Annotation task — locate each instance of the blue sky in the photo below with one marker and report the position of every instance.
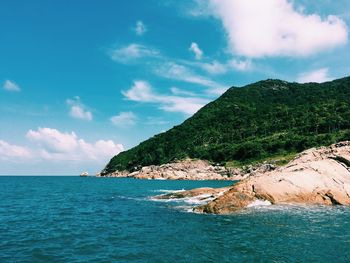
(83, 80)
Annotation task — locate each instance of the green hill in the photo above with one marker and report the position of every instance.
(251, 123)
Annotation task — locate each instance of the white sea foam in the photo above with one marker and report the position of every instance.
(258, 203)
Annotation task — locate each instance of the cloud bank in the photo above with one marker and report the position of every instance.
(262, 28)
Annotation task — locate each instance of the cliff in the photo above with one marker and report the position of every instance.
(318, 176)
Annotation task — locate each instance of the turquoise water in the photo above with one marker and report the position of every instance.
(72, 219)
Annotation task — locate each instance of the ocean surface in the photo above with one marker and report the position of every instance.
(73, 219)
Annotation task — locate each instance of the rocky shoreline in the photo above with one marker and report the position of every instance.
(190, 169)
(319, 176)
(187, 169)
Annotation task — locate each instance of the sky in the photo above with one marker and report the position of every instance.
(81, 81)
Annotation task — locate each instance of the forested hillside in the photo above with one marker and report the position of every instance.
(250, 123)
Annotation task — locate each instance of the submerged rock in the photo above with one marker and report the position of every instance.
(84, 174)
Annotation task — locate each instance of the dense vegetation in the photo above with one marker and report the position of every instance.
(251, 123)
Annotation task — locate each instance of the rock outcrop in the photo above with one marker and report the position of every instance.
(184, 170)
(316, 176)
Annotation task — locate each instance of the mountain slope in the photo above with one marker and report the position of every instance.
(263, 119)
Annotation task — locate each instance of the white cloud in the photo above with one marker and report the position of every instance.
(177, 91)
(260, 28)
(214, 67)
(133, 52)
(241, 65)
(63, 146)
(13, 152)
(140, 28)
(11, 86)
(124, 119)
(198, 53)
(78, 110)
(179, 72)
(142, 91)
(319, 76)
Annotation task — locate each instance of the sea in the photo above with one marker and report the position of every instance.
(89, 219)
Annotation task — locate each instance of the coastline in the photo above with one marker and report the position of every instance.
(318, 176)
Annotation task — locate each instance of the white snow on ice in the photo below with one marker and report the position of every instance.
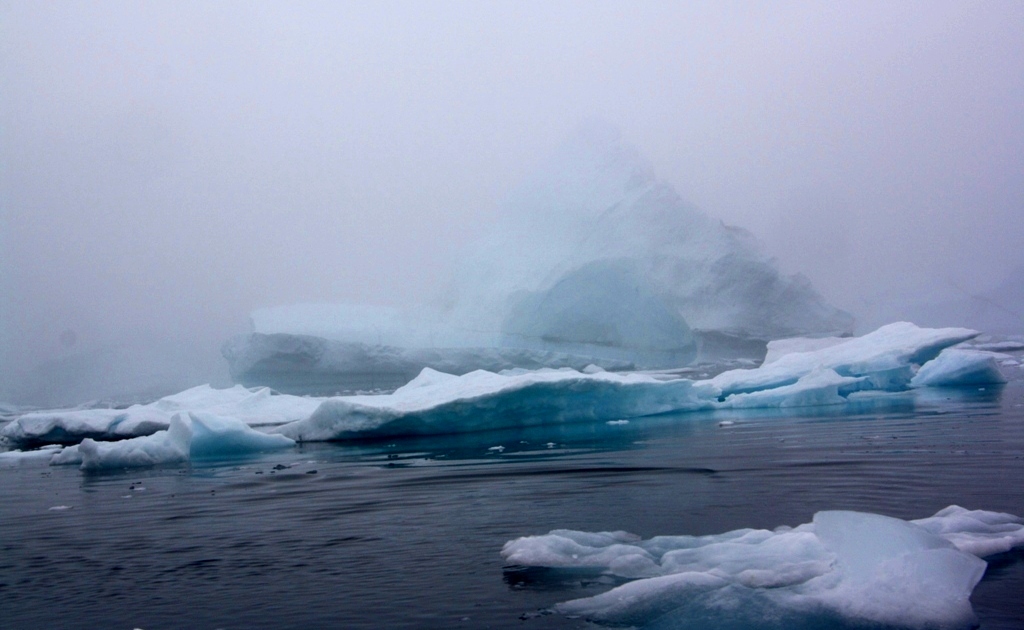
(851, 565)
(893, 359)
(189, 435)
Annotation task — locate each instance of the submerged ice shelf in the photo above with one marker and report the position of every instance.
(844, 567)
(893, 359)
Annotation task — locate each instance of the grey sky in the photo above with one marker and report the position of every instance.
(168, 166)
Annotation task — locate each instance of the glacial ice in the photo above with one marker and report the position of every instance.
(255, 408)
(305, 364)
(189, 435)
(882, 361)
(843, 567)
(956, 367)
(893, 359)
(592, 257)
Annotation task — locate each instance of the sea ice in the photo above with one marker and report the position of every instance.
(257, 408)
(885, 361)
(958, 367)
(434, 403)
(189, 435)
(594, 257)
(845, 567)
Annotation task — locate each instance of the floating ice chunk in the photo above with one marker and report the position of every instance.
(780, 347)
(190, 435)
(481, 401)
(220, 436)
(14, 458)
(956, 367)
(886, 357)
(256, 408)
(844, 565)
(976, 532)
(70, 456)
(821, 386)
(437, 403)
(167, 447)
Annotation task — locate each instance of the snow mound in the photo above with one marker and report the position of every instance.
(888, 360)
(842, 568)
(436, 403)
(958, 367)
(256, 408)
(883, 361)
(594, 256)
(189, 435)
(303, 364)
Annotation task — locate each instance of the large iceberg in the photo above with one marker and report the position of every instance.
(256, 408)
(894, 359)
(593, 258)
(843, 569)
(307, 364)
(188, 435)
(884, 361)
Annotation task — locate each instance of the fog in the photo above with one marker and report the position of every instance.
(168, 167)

──────────

EXERCISE: Please make an exact copy of the whole listing and leave out its pictures.

ANSWER TO THIS PROBLEM:
Annotation task — locate each instance of the blue sky in the photo below with one marker and report the position of every instance.
(83, 80)
Annotation task — locate each instance of the green hill in the photo above with one marker and report the position of every instance.
(251, 123)
Annotation task — locate each instance of the white sea foam in the photo above with one marker and report the position of every instance.
(258, 203)
Annotation task — locate each instance of the cloud bank in the photo above with one marker and report the position of every instance.
(262, 28)
Annotation task — locate each instance of the cliff in the photo above with one marker and report the position of every instance.
(318, 176)
Annotation task — locate each instance of the turquoise water in the photo above with one marker and report the position of every instance.
(72, 219)
Annotation task — locate each instance of the ocean surface in the photo above with one marker and report the position of every instance.
(73, 219)
Annotation task — locate each instance of the rocky shoreline in the photo above with one marker and report the position of every instance.
(190, 169)
(319, 176)
(187, 169)
Annotation task — locate each instance of the sky in the photo above with one marker and report the position of every instance.
(81, 81)
Annotation task — locate each instance of the forested hillside in the photo above with one marker and report the position of every instance.
(250, 123)
Annotation task — locate each instance of the submerged rock in the photo above with one marker and report the position of every instance.
(84, 174)
Annotation task — locate each instance of the dense vegetation in the photo above with one marker and report the position of every instance.
(251, 123)
Annotation task — locate each instance of the rock outcrop in the photo above with one marker and report the position of every instance.
(184, 170)
(316, 176)
Annotation task — locate each instance of the mountain slope in the photo above with one marker and report the position of every instance.
(263, 119)
Annotation task — locate each instance of the white cloud in the photo above with one marker and report the position of every instance.
(177, 91)
(260, 28)
(214, 67)
(133, 52)
(241, 65)
(63, 146)
(13, 152)
(140, 28)
(11, 86)
(124, 119)
(198, 53)
(78, 110)
(179, 72)
(142, 91)
(319, 76)
Annotation task — locate each instance of the sea in the photo above with one marker and report the position of every instance.
(89, 219)
Annotation task — locate each instance of the coastline in the photo above with one marker and report the position of every instance.
(318, 176)
Annotation task — locate each instance of the white snow on ice in the photo below with one marker and report the position of every instance.
(851, 565)
(893, 359)
(189, 435)
Annotation task — locate each instance of the submerged ice shelf in the photo above with one marker and report the position of every instance.
(844, 567)
(893, 359)
Annotation task — locate each instance of the grey sky in the photo above with one marker and report the position of every instance.
(168, 166)
Annotation task — locate each instance of the glacial ice in the photo above with one marker and report the position of every instance.
(255, 408)
(305, 364)
(189, 435)
(882, 361)
(843, 567)
(956, 367)
(893, 359)
(592, 257)
Annotation task — locate each instance of the sea ice in the photo above with one marker and report the position of every instance.
(257, 408)
(885, 361)
(958, 367)
(434, 403)
(189, 435)
(594, 257)
(845, 567)
Annotation task — locate each instance of the floating ice chunk in the photo above with one marker and report the position of every instance.
(780, 347)
(190, 435)
(481, 401)
(220, 436)
(14, 458)
(956, 367)
(886, 357)
(256, 408)
(844, 565)
(976, 532)
(70, 456)
(821, 386)
(437, 403)
(167, 447)
Annotation task — locate each instance of the snow mound in the photo above with one marker and report the position of every instance.
(888, 360)
(842, 568)
(436, 403)
(958, 367)
(256, 408)
(883, 361)
(594, 256)
(189, 435)
(303, 364)
Annotation task — locate each instance of the large iceberg in the photo above with one marker and report the position of every instance.
(256, 408)
(894, 359)
(593, 258)
(843, 569)
(307, 364)
(188, 435)
(884, 361)
Annotation task — locate each instance of the fog in the photo above with one marker and report the position of every instance.
(168, 167)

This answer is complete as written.